Data taken from a collection
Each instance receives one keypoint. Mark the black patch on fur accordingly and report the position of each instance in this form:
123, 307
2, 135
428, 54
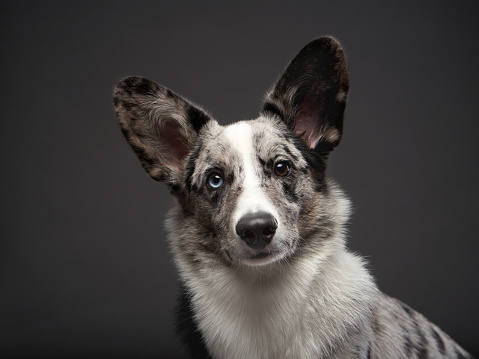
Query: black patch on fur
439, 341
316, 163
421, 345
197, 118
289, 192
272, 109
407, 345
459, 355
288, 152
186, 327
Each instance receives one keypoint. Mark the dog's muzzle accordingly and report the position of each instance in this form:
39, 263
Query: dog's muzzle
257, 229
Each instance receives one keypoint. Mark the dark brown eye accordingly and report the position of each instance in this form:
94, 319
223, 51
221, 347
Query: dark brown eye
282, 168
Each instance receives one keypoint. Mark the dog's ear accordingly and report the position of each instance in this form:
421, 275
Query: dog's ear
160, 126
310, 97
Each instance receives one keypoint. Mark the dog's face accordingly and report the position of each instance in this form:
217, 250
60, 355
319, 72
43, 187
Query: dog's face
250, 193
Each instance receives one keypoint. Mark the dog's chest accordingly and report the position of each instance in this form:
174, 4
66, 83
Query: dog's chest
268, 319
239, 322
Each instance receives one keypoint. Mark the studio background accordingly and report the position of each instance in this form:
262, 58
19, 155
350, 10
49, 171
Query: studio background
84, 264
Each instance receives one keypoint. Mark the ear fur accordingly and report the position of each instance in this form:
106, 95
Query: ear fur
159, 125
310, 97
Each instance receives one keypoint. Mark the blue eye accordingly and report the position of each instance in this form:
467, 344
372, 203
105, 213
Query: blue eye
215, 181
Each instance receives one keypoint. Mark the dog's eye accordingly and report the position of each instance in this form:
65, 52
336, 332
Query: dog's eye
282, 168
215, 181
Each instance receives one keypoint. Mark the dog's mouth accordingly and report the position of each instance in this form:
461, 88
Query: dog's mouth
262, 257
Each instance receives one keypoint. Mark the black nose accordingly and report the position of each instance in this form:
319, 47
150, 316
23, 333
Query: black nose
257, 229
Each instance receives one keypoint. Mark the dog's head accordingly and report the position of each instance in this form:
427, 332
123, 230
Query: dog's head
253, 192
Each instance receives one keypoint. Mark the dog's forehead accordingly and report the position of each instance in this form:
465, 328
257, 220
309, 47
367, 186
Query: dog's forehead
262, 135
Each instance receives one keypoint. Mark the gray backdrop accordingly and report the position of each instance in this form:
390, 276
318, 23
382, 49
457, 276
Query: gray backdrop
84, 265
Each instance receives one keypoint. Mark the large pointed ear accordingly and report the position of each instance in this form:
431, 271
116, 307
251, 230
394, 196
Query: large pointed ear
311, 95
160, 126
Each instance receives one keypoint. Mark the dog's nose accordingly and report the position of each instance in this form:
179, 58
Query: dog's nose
* * *
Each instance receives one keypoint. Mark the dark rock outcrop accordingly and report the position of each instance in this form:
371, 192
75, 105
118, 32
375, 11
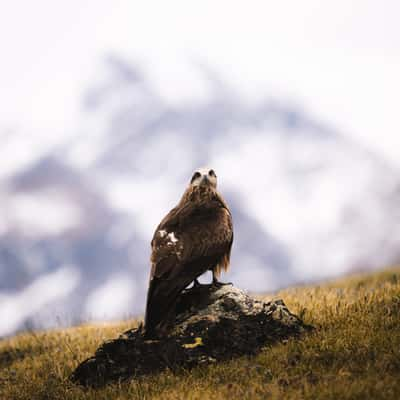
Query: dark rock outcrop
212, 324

### Goal
Pick out each line of the data above that contains the string "nose", and copy those lines. Matching is case-sensitive.

### Solution to this task
Each instance receives one keypoint. Mark the black nose accordingly and report the position of each instance in this form:
Query: black nose
Each instance receives one keypoint. Mark the dog's nose accordingly and report the position of each instance in this form:
Query: dog's nose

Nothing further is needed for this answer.